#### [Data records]
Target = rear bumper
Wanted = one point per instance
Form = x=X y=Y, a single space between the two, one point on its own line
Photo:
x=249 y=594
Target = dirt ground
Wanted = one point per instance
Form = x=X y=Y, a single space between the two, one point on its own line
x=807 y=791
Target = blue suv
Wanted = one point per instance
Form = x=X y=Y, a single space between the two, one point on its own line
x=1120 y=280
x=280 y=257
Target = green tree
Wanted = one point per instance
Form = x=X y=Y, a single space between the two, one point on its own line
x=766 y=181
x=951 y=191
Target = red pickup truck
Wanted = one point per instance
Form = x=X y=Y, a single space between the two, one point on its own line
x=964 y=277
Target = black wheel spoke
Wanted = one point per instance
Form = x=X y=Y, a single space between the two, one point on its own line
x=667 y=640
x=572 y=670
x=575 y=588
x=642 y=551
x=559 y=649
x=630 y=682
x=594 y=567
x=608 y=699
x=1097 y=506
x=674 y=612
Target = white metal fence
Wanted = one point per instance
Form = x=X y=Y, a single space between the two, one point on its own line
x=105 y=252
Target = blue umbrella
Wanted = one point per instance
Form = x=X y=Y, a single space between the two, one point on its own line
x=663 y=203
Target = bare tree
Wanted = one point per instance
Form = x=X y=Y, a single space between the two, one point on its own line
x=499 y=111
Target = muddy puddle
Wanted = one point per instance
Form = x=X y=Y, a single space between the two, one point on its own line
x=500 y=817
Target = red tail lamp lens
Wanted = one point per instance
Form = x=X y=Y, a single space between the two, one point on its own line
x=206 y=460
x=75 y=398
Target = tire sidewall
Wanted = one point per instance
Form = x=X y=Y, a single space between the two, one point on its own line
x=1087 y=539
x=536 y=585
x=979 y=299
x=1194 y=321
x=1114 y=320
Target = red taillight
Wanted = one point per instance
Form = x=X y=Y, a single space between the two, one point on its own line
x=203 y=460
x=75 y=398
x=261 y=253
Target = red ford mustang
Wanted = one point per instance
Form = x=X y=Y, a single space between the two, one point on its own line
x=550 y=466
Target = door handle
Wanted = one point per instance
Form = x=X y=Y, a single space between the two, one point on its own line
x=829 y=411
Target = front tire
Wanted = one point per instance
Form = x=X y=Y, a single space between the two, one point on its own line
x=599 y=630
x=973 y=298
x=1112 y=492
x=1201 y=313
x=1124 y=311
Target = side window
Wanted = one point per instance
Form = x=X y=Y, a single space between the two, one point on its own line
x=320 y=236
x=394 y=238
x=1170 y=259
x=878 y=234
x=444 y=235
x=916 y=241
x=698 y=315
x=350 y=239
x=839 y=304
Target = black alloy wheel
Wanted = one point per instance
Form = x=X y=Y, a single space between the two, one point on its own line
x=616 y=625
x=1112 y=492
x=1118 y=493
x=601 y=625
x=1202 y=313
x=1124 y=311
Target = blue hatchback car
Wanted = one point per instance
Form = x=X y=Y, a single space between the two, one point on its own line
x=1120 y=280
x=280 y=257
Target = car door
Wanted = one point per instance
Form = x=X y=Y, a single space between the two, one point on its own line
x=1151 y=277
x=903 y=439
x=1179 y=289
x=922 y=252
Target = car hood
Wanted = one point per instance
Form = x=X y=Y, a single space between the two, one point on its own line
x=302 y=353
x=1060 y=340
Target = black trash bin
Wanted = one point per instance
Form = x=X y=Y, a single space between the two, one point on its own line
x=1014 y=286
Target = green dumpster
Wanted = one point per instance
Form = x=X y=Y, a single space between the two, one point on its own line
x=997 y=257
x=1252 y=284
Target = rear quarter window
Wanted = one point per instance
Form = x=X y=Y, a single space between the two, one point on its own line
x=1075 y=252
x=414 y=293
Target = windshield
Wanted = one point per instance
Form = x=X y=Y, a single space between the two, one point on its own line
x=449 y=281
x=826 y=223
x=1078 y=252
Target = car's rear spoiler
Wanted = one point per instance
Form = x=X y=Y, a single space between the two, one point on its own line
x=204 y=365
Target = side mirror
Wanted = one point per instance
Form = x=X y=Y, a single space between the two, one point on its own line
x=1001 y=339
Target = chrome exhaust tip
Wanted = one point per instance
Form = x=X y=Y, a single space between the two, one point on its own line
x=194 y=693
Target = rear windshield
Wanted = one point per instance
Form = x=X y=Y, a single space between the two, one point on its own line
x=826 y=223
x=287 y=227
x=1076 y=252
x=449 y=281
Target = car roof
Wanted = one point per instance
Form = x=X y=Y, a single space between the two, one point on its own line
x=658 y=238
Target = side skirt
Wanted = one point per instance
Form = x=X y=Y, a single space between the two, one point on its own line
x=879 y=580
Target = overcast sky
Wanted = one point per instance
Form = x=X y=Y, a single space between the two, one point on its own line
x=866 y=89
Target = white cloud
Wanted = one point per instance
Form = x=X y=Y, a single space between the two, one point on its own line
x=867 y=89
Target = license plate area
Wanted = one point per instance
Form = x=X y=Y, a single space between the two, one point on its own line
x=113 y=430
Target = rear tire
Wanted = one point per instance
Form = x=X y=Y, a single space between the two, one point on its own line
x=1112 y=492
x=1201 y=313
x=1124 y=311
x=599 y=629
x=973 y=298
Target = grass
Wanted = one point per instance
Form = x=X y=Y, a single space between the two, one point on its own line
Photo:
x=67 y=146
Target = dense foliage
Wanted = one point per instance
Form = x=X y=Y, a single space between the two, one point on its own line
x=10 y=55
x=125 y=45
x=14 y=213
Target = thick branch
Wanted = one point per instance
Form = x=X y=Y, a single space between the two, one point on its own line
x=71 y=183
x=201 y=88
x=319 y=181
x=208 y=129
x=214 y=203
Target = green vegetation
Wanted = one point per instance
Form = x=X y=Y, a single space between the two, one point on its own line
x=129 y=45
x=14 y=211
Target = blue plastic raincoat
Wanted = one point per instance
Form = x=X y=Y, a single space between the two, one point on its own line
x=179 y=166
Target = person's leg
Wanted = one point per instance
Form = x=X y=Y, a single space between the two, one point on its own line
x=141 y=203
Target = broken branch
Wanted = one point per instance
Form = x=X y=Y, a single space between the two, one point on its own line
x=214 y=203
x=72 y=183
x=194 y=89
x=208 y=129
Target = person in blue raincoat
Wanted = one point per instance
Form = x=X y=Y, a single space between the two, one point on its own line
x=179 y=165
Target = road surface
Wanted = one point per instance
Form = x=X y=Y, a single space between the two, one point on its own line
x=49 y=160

#### [Written task]
Repeat word for word everything in the rows above from the line containing "Target = thick branch" down to the end of the rows.

#### [Answer to this task]
Target = thick branch
Wanted = one point per instance
Form = x=X y=Y, a single space between the two, one point on its own line
x=71 y=183
x=201 y=88
x=319 y=181
x=208 y=129
x=214 y=203
Target = green vegetation
Wanted = one point per instance
Form = x=X y=Y, a single space between the two, one point on its own line
x=129 y=45
x=14 y=211
Target = blue plastic raincoat
Wanted = one point per instance
Form = x=X y=Y, a single space between the two, one point on its own line
x=179 y=166
Target = person's leg
Wanted = one point per instance
Form = x=X y=Y, a single space between the two, one point on its own line
x=141 y=203
Target = broken branch
Wanted = one point per instance
Form = x=X y=Y, a single space between the two, one point on its own line
x=214 y=203
x=72 y=183
x=194 y=89
x=208 y=129
Target = person in blue raincoat
Wanted = one point per instance
Form = x=X y=Y, a single space between the two, one point on its own line
x=179 y=165
Target = road surface
Wanted = one point per instance
Form = x=X y=Y, a single space between the two, one point on its own line
x=49 y=160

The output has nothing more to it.